== Aim ==
Starting at the line that contains "[pin] stone bridge", restate each line word for word through the final line of the data, keeping both ends.

== Available data ==
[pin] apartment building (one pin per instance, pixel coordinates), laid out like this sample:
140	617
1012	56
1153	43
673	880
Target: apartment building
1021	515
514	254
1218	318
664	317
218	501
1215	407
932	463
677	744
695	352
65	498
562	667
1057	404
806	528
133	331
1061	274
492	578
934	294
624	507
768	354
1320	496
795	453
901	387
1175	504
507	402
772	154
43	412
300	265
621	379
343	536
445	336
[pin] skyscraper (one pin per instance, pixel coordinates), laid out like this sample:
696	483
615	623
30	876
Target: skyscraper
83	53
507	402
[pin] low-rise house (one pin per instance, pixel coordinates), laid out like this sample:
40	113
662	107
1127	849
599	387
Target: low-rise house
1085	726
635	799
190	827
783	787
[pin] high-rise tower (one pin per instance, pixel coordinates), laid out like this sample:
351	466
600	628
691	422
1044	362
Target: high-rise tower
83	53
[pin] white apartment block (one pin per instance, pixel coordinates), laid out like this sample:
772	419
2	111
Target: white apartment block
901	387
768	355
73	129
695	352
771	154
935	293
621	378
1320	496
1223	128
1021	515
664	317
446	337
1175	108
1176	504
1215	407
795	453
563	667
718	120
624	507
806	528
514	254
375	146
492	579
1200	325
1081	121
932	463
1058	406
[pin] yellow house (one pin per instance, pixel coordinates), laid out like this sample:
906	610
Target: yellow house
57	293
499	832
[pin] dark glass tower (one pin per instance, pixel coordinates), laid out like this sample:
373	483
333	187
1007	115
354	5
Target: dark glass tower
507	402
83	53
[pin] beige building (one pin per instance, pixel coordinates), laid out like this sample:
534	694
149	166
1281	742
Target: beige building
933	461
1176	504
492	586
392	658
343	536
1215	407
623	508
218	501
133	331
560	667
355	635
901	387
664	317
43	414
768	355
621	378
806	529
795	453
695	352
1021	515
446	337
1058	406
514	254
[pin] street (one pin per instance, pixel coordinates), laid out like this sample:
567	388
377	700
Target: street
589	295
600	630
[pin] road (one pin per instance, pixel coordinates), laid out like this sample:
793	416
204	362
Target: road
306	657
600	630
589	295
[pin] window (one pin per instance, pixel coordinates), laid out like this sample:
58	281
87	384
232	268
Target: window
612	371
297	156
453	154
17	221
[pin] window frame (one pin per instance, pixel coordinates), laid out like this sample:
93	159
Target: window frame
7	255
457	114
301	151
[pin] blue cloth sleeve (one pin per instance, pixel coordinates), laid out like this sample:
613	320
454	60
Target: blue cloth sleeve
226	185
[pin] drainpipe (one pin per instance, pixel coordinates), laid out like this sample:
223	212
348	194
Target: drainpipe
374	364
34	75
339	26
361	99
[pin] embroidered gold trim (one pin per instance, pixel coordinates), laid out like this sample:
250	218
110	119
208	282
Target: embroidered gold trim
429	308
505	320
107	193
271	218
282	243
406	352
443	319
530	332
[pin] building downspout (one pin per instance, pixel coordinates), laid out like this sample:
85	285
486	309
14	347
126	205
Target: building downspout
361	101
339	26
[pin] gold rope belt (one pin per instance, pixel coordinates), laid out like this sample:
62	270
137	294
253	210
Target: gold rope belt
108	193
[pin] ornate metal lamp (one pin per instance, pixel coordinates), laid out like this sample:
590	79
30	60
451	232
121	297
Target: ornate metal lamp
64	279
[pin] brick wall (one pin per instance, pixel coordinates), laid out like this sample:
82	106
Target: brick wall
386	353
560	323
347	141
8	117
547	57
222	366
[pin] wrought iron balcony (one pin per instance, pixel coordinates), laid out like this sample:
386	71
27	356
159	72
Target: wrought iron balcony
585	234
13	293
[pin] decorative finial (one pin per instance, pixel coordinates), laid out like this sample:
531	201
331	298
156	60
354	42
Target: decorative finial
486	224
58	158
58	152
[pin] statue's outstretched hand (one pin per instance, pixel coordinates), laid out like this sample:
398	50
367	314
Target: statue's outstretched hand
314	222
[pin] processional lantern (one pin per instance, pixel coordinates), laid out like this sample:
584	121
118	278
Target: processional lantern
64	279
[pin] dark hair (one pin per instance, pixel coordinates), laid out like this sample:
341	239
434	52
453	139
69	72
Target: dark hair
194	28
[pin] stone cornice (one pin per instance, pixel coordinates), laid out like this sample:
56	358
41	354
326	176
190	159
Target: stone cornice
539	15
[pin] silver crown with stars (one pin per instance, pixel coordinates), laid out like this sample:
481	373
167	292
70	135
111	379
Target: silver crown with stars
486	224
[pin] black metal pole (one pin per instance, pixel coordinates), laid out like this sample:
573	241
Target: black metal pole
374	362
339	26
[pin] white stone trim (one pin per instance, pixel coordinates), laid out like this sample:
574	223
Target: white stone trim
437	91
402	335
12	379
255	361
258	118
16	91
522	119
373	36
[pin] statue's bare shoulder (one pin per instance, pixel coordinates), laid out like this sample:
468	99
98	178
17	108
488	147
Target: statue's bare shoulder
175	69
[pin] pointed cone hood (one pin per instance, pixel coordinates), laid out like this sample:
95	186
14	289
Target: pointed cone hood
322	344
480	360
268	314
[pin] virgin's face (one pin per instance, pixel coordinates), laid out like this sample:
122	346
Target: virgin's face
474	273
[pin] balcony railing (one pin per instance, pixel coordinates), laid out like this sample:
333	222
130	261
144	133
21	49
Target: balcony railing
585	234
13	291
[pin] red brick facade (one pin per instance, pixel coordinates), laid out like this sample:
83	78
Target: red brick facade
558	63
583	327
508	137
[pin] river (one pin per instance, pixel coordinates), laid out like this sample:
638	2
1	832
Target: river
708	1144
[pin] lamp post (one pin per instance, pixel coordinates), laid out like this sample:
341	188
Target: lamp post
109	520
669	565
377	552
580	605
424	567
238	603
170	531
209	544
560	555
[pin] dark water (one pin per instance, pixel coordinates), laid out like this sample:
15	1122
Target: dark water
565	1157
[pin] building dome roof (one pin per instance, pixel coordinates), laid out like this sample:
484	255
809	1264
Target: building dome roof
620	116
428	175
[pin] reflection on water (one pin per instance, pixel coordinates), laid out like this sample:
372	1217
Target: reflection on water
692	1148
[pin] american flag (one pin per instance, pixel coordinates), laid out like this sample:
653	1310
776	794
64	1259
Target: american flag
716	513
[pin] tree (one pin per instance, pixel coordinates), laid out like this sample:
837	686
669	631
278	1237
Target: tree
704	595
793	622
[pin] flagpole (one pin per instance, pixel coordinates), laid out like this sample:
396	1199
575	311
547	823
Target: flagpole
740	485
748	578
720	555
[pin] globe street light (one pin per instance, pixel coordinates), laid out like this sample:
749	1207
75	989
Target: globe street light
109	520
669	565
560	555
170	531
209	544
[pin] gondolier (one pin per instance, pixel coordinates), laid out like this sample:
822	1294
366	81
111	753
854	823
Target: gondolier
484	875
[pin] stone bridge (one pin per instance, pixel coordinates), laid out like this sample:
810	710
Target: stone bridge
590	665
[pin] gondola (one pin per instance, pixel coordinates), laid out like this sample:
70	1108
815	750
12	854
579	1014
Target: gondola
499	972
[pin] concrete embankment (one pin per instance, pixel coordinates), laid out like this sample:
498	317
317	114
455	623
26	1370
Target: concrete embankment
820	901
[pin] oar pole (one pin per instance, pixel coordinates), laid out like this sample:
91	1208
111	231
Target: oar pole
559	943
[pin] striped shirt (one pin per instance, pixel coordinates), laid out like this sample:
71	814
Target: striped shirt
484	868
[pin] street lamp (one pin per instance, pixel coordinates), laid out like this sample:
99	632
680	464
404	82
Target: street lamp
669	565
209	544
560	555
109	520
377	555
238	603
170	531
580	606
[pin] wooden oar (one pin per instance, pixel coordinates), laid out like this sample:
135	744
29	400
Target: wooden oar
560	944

== Exercise response ==
[pin] stone bridge (one pin per instance, pixel coordinates), laid out like this sample:
810	710
Target: stone bridge
590	665
[pin] gondola (one pin per instance, pixel coordinates), laid out like this sample:
70	1108
815	750
12	854
579	1014
Target: gondola
499	972
[pin] concrete embankment (one pin per instance, pixel coordinates), laid out like this sample:
498	317
317	114
455	623
26	1370
Target: concrete embankment
820	901
[pin] oar pole (one pin per instance, pixel coordinates), laid out like this sample:
91	1208
111	231
Target: oar pole
559	943
[pin] striped shirt (one pin per instance, pixel coordinates), laid out like this sample:
71	814
Target: striped shirt
484	868
[pin] street lamp (one pin per instance, pixel coordinates), laid out like this sample:
99	632
680	464
404	82
Target: street lamp
669	565
209	544
560	555
109	520
377	555
238	603
170	531
580	606
[pin] wooden oar (one pin per instance, pixel coordinates), laid out like this sample:
135	744
29	400
Target: wooden oar
560	944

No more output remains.